── Excerpt to read

Kubernetes restartCount

Hi,

We’re collecting kubernetes stats via telegraf and influxDB. One of the key metrics I’m trying to visualise is the number of container restarts for each pod. I can see there’s a tag key with the value “io.kubernetes.container.restartCount” but because it’s a tag I can’t figure out how to plot the value of restart counts for each kube pod.

Can anyone provide me with some pointers, please? This strikes me as one of the most important metrics available in kube and I’ve so far been unable to get it graphed, either via prometheus or influxdb.

Thanks for any help you can offer!

Rich

Kubestate metrics saves the restart count for a pod if you are using Prometheus: https://github.com/kubernetes/kube-state-metrics/blob/master/Documentation/pod-metrics.md

I haven’t seen anything similar for InfluxDB unfortunately as you are correct in thinking that it is one of the most important metrics to monitor.

Hi, thanks for the response. When we were first using kube we had Prom installed and still could get these metrics out. Either it wasn’t there or we weren’t trying hard enough. We actually found Prom pretty difficult to get anything useful from which is why we switched to InfluxDB, having used that in the past.

I have just found the kube-state-metrics container from the kube project which promises to provide the stats we’re looking for, which we can collect via the Prometheus input.

So far we’ve only succeeded in upsetting the influx process by trying it, but I’ll let everyone know how we get on.

Yes, monitoring Kubernetes without kube-state-metrics is quite meaningless. I wrote a version of it for our graphite monitoring of our Kubernetes clusters. Unless something similar now exists for InfluxDB, I think you would be better off going back to Prometheus (in my opinion). The standard metrics from Heapster were quite useless (again my opinion).

I plan on using the telegraf prom input to scrape the metrics from kube-state-metrics and emit them to influx.

I really don’t want to use prom again, for so many reasons.

Hi richarww.

I made the same analyse, by using prom and telegraf.
It seems that it’s more convinient to use telegraf for collect data on prom.
Do you have some documentation for doing this or some source for guiding me ?

Best regards

────
── Material provided

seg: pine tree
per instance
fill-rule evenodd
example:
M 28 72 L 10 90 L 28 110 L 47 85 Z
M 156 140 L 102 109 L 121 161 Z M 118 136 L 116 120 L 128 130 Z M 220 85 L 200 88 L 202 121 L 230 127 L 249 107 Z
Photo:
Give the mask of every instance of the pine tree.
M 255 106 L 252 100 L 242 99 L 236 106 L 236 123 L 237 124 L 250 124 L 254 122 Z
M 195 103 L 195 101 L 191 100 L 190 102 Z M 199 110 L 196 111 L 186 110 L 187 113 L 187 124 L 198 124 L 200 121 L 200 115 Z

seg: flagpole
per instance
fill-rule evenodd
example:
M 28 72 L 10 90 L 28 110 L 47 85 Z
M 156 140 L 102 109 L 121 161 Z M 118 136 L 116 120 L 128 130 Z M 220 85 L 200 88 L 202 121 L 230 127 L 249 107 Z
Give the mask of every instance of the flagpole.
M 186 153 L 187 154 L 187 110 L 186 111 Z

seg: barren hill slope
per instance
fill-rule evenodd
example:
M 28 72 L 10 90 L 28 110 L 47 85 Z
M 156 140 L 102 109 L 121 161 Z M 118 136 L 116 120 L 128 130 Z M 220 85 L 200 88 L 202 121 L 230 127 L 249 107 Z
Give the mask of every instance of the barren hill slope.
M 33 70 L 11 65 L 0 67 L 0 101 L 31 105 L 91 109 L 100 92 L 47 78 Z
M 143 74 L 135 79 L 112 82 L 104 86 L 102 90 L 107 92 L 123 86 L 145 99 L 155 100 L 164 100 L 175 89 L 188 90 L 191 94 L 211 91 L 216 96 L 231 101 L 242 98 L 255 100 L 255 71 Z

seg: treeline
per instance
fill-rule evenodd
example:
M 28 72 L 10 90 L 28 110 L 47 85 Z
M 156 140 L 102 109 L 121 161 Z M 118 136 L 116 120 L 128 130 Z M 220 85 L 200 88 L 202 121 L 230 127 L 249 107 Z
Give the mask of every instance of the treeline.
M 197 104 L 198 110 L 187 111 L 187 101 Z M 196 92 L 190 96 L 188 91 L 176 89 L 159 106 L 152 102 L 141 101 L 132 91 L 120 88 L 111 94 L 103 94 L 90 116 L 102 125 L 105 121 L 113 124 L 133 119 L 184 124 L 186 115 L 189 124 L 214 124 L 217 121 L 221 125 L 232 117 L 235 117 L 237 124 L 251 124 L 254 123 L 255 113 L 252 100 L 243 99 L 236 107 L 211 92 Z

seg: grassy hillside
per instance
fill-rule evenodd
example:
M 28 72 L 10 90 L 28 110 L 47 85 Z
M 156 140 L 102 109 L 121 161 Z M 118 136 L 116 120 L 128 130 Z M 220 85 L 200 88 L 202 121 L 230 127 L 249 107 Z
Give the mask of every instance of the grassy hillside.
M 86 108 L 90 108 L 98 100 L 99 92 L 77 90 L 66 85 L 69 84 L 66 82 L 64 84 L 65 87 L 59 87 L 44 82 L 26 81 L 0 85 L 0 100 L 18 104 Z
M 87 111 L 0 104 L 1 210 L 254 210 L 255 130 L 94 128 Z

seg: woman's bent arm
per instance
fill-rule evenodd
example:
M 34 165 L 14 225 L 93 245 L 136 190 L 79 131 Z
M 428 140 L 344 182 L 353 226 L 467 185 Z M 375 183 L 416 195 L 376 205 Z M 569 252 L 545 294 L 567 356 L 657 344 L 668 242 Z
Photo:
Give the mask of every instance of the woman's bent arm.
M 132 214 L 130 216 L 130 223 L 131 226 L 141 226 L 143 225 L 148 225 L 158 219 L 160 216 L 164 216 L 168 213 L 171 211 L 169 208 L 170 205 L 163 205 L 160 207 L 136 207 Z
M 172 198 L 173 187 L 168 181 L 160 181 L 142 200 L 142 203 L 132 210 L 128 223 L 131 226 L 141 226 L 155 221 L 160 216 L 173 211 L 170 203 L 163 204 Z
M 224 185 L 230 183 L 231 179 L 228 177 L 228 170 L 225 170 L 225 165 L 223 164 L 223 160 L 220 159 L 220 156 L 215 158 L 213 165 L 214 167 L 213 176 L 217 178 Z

────

▸ Work to complete
- 1) Set down, word for word, the stretch of the Kubernetes restartCount thread that opens with the words containing "I have just" and closes with "the Prometheus input.".
- 2) Rewrite the records from their first line through the line containing "M 143 74 L 135", requests included, and scale every outline coordinate in the answers by 0.25, rounding each result to a whole number with halves going up. Leave the requests and the sample outlines unchanged, and reproduce only this span of the records.

▸ The results
- 1)
I have just found the kube-state-metrics container from the kube project which promises to provide the stats we’re looking for, which we can collect via the Prometheus input.

- 2)
seg: pine tree
per instance
fill-rule evenodd
example:
M 28 72 L 10 90 L 28 110 L 47 85 Z
M 156 140 L 102 109 L 121 161 Z M 118 136 L 116 120 L 128 130 Z M 220 85 L 200 88 L 202 121 L 230 127 L 249 107 Z
Photo:
Give the mask of every instance of the pine tree.
M 64 27 L 63 25 L 61 25 L 59 27 L 59 31 L 59 31 L 63 31 L 64 31 Z
M 49 26 L 49 25 L 48 25 L 48 26 Z M 50 28 L 49 28 L 47 28 L 47 28 L 47 31 L 50 31 L 50 30 L 50 29 Z

seg: flagpole
per instance
fill-rule evenodd
example:
M 28 72 L 10 90 L 28 110 L 47 85 Z
M 156 140 L 102 109 L 121 161 Z M 118 136 L 116 120 L 128 130 Z M 220 85 L 200 88 L 202 121 L 230 127 L 249 107 Z
Give the mask of every instance of the flagpole.
M 47 38 L 47 39 L 47 28 L 47 28 Z

seg: barren hill slope
per instance
fill-rule evenodd
example:
M 28 72 L 10 90 L 28 110 L 47 85 Z
M 156 140 L 102 109 L 121 161 Z M 118 136 L 116 120 L 128 130 Z M 220 85 L 200 88 L 202 121 L 230 127 L 249 107 Z
Give the mask of every instance of the barren hill slope.
M 8 18 L 3 16 L 0 17 L 0 25 L 8 26 L 23 27 L 25 23 L 12 20 Z
M 36 19 L 34 20 L 28 21 L 26 22 L 26 23 L 27 23 L 31 22 L 36 25 L 39 25 L 41 25 L 44 22 L 47 23 L 48 24 L 53 23 L 54 24 L 58 25 L 61 25 L 64 25 L 64 18 Z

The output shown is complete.